(MATERIAL FOR THIS TASK begins)

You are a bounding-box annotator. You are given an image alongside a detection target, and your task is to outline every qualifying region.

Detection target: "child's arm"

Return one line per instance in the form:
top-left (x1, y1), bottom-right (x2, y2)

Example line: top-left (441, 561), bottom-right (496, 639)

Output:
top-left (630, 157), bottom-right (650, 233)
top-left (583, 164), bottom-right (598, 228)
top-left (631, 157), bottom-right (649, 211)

(MATERIAL FOR THIS TASK ends)
(MATERIAL FOR THIS TASK begins)

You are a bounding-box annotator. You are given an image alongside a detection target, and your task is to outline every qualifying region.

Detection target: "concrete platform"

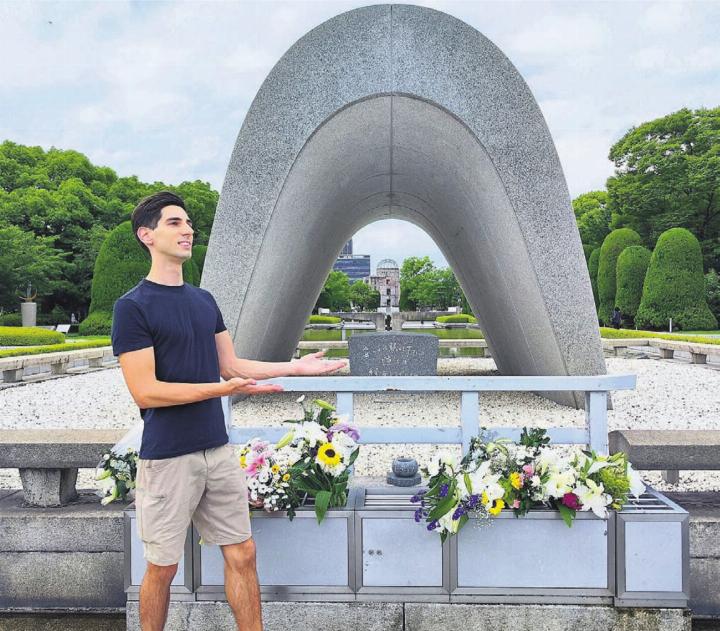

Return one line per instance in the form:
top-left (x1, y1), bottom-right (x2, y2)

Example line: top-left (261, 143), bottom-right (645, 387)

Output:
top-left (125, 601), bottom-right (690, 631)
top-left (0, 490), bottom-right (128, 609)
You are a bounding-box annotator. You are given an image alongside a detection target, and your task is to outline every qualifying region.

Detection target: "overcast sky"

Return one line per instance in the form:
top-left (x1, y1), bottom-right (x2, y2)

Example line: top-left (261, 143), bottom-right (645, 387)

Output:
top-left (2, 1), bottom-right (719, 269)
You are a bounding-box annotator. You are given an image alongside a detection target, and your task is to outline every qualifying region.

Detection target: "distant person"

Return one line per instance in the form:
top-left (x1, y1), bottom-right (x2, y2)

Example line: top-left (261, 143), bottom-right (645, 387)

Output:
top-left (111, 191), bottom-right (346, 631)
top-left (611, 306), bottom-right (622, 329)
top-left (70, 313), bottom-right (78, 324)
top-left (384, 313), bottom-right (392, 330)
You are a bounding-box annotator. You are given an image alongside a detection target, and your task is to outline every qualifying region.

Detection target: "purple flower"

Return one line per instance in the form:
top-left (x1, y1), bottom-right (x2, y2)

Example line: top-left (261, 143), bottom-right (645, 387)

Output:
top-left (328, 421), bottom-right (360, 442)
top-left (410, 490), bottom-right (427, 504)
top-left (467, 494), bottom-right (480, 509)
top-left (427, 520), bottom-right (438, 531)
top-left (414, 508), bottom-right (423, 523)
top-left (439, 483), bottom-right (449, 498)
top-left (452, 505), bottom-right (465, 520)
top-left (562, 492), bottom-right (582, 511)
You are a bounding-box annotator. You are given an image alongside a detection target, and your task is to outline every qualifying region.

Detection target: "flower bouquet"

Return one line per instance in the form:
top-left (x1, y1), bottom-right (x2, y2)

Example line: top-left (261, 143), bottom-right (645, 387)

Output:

(MATERIAL FOR THIS TASK ends)

◆ WHAT THE TASK REQUIRES ◆
From the data above, copy out every line with the string "flower" in it.

◆ ANSWER TO THE PROBLEM ◆
Detection target: "purple flower"
Detection target: "flower bouquet"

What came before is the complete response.